Omit all pictures, then retype the data exactly as given.

Rows from a segmentation dataset
Start

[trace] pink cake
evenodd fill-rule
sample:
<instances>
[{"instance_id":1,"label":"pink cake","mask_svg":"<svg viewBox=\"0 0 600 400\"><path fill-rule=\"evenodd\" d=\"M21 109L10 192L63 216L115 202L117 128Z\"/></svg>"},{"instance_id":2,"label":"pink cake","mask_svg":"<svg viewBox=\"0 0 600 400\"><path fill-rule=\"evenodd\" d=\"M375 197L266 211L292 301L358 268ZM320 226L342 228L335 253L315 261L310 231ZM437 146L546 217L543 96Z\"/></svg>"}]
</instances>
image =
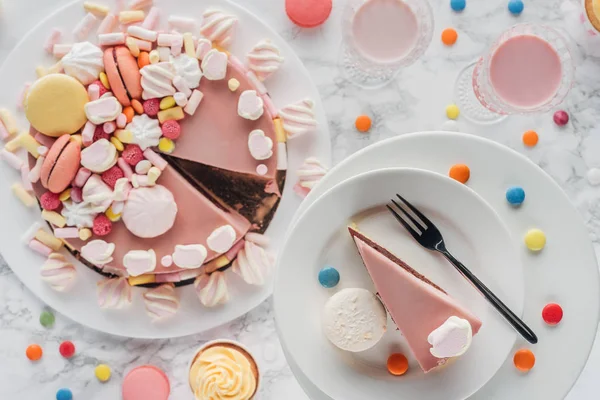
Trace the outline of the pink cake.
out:
<instances>
[{"instance_id":1,"label":"pink cake","mask_svg":"<svg viewBox=\"0 0 600 400\"><path fill-rule=\"evenodd\" d=\"M479 332L481 321L443 289L360 232L348 230L383 304L423 371L447 361L432 355L428 337L448 318L464 319L473 335Z\"/></svg>"}]
</instances>

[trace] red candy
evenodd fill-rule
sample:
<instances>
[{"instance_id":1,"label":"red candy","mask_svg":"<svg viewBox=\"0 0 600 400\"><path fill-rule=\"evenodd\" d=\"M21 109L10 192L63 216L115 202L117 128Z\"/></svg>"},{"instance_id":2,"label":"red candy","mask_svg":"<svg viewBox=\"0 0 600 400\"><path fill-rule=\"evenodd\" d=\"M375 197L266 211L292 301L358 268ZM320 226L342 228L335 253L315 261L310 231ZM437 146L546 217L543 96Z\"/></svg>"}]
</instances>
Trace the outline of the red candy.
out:
<instances>
[{"instance_id":1,"label":"red candy","mask_svg":"<svg viewBox=\"0 0 600 400\"><path fill-rule=\"evenodd\" d=\"M90 86L91 85L97 85L100 88L100 97L102 97L102 95L104 93L108 92L108 89L106 89L104 87L104 85L102 84L102 82L100 81L100 79L98 79L97 81L94 81L94 82L90 83Z\"/></svg>"},{"instance_id":2,"label":"red candy","mask_svg":"<svg viewBox=\"0 0 600 400\"><path fill-rule=\"evenodd\" d=\"M96 142L100 139L110 140L110 135L104 132L104 127L102 125L96 126L96 130L94 131L94 137L92 138L92 141Z\"/></svg>"},{"instance_id":3,"label":"red candy","mask_svg":"<svg viewBox=\"0 0 600 400\"><path fill-rule=\"evenodd\" d=\"M123 157L127 164L135 167L137 163L144 159L144 154L137 144L128 144L121 153L121 157Z\"/></svg>"},{"instance_id":4,"label":"red candy","mask_svg":"<svg viewBox=\"0 0 600 400\"><path fill-rule=\"evenodd\" d=\"M555 303L546 304L542 310L542 318L548 325L557 325L563 317L562 307Z\"/></svg>"},{"instance_id":5,"label":"red candy","mask_svg":"<svg viewBox=\"0 0 600 400\"><path fill-rule=\"evenodd\" d=\"M64 358L71 358L75 354L75 345L73 342L66 340L60 344L58 351Z\"/></svg>"},{"instance_id":6,"label":"red candy","mask_svg":"<svg viewBox=\"0 0 600 400\"><path fill-rule=\"evenodd\" d=\"M143 104L144 114L149 117L156 117L158 112L160 111L160 100L159 99L150 99L146 100Z\"/></svg>"},{"instance_id":7,"label":"red candy","mask_svg":"<svg viewBox=\"0 0 600 400\"><path fill-rule=\"evenodd\" d=\"M104 181L104 183L110 186L111 189L114 189L117 180L123 178L124 176L125 173L123 172L123 170L115 165L114 167L102 173L102 180Z\"/></svg>"},{"instance_id":8,"label":"red candy","mask_svg":"<svg viewBox=\"0 0 600 400\"><path fill-rule=\"evenodd\" d=\"M42 203L42 208L48 211L58 210L62 204L58 198L58 194L52 192L46 192L41 195L40 203Z\"/></svg>"},{"instance_id":9,"label":"red candy","mask_svg":"<svg viewBox=\"0 0 600 400\"><path fill-rule=\"evenodd\" d=\"M569 114L560 110L554 113L554 123L558 126L565 126L569 122Z\"/></svg>"},{"instance_id":10,"label":"red candy","mask_svg":"<svg viewBox=\"0 0 600 400\"><path fill-rule=\"evenodd\" d=\"M92 232L98 236L106 236L110 231L112 231L112 222L110 222L110 219L104 214L98 214L96 218L94 218Z\"/></svg>"},{"instance_id":11,"label":"red candy","mask_svg":"<svg viewBox=\"0 0 600 400\"><path fill-rule=\"evenodd\" d=\"M176 140L181 134L181 126L175 120L165 121L162 125L163 136L171 140Z\"/></svg>"}]
</instances>

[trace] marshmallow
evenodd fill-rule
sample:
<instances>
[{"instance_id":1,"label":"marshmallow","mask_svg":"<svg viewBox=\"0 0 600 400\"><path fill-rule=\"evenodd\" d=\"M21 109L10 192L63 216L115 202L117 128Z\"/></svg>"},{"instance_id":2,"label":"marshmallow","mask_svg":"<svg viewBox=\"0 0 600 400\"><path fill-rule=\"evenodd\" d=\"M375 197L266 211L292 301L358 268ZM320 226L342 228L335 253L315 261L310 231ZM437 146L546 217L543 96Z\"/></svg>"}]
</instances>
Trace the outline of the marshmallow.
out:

End

• **Solution to this task**:
[trace] pink cake
evenodd fill-rule
sample:
<instances>
[{"instance_id":1,"label":"pink cake","mask_svg":"<svg viewBox=\"0 0 600 400\"><path fill-rule=\"evenodd\" d=\"M21 109L10 192L63 216L115 202L117 128Z\"/></svg>"},{"instance_id":2,"label":"pink cake","mask_svg":"<svg viewBox=\"0 0 600 400\"><path fill-rule=\"evenodd\" d=\"M375 197L266 211L292 301L358 268ZM320 226L342 228L335 253L315 261L310 231ZM437 146L546 217L543 96Z\"/></svg>"}]
</instances>
image =
Trace the outline of the pink cake.
out:
<instances>
[{"instance_id":1,"label":"pink cake","mask_svg":"<svg viewBox=\"0 0 600 400\"><path fill-rule=\"evenodd\" d=\"M479 332L481 321L443 289L360 232L348 230L383 304L423 371L447 361L432 355L428 337L448 318L464 319L473 335Z\"/></svg>"}]
</instances>

[trace] red candy
evenodd fill-rule
sample:
<instances>
[{"instance_id":1,"label":"red candy","mask_svg":"<svg viewBox=\"0 0 600 400\"><path fill-rule=\"evenodd\" d=\"M21 109L10 192L63 216L115 202L117 128Z\"/></svg>"},{"instance_id":2,"label":"red candy","mask_svg":"<svg viewBox=\"0 0 600 400\"><path fill-rule=\"evenodd\" d=\"M375 197L266 211L292 301L358 268ZM320 226L342 228L335 253L315 261L310 231ZM437 146L546 217L543 96Z\"/></svg>"}]
</instances>
Trace the outline of the red candy.
out:
<instances>
[{"instance_id":1,"label":"red candy","mask_svg":"<svg viewBox=\"0 0 600 400\"><path fill-rule=\"evenodd\" d=\"M90 86L91 85L97 85L100 88L100 97L102 97L102 95L104 93L108 92L108 89L106 89L104 87L104 85L102 84L102 82L100 81L100 79L98 79L97 81L94 81L94 82L90 83Z\"/></svg>"},{"instance_id":2,"label":"red candy","mask_svg":"<svg viewBox=\"0 0 600 400\"><path fill-rule=\"evenodd\" d=\"M96 142L100 139L110 140L110 135L104 132L104 127L102 125L96 126L96 130L94 131L94 137L92 138L92 141Z\"/></svg>"},{"instance_id":3,"label":"red candy","mask_svg":"<svg viewBox=\"0 0 600 400\"><path fill-rule=\"evenodd\" d=\"M123 157L127 164L135 167L137 163L144 159L144 154L137 144L128 144L121 153L121 157Z\"/></svg>"},{"instance_id":4,"label":"red candy","mask_svg":"<svg viewBox=\"0 0 600 400\"><path fill-rule=\"evenodd\" d=\"M555 303L546 304L542 310L542 318L548 325L557 325L563 317L562 307Z\"/></svg>"},{"instance_id":5,"label":"red candy","mask_svg":"<svg viewBox=\"0 0 600 400\"><path fill-rule=\"evenodd\" d=\"M64 358L71 358L75 354L75 345L73 342L66 340L60 344L58 351Z\"/></svg>"},{"instance_id":6,"label":"red candy","mask_svg":"<svg viewBox=\"0 0 600 400\"><path fill-rule=\"evenodd\" d=\"M143 104L144 114L149 117L156 117L158 112L160 111L160 100L159 99L150 99L146 100Z\"/></svg>"},{"instance_id":7,"label":"red candy","mask_svg":"<svg viewBox=\"0 0 600 400\"><path fill-rule=\"evenodd\" d=\"M104 181L104 183L110 186L111 189L114 189L117 180L123 178L124 176L125 173L123 172L123 170L115 165L114 167L102 173L102 180Z\"/></svg>"},{"instance_id":8,"label":"red candy","mask_svg":"<svg viewBox=\"0 0 600 400\"><path fill-rule=\"evenodd\" d=\"M42 203L42 208L48 211L58 210L62 204L58 198L58 194L52 192L46 192L41 195L40 203Z\"/></svg>"},{"instance_id":9,"label":"red candy","mask_svg":"<svg viewBox=\"0 0 600 400\"><path fill-rule=\"evenodd\" d=\"M569 114L560 110L554 113L554 123L558 126L565 126L569 122Z\"/></svg>"},{"instance_id":10,"label":"red candy","mask_svg":"<svg viewBox=\"0 0 600 400\"><path fill-rule=\"evenodd\" d=\"M92 232L98 236L106 236L110 231L112 231L112 222L110 222L110 219L104 214L98 214L96 218L94 218Z\"/></svg>"},{"instance_id":11,"label":"red candy","mask_svg":"<svg viewBox=\"0 0 600 400\"><path fill-rule=\"evenodd\" d=\"M176 140L181 134L181 126L175 120L165 121L162 125L163 136L171 140Z\"/></svg>"}]
</instances>

[trace] marshmallow
evenodd fill-rule
sample:
<instances>
[{"instance_id":1,"label":"marshmallow","mask_svg":"<svg viewBox=\"0 0 600 400\"><path fill-rule=\"evenodd\" d=\"M21 109L10 192L63 216L115 202L117 128Z\"/></svg>"},{"instance_id":2,"label":"marshmallow","mask_svg":"<svg viewBox=\"0 0 600 400\"><path fill-rule=\"evenodd\" d=\"M375 197L266 211L292 301L358 268ZM320 226L342 228L335 253L315 261L310 231ZM437 146L546 217L543 96Z\"/></svg>"}]
</instances>
Trace the outline of the marshmallow.
out:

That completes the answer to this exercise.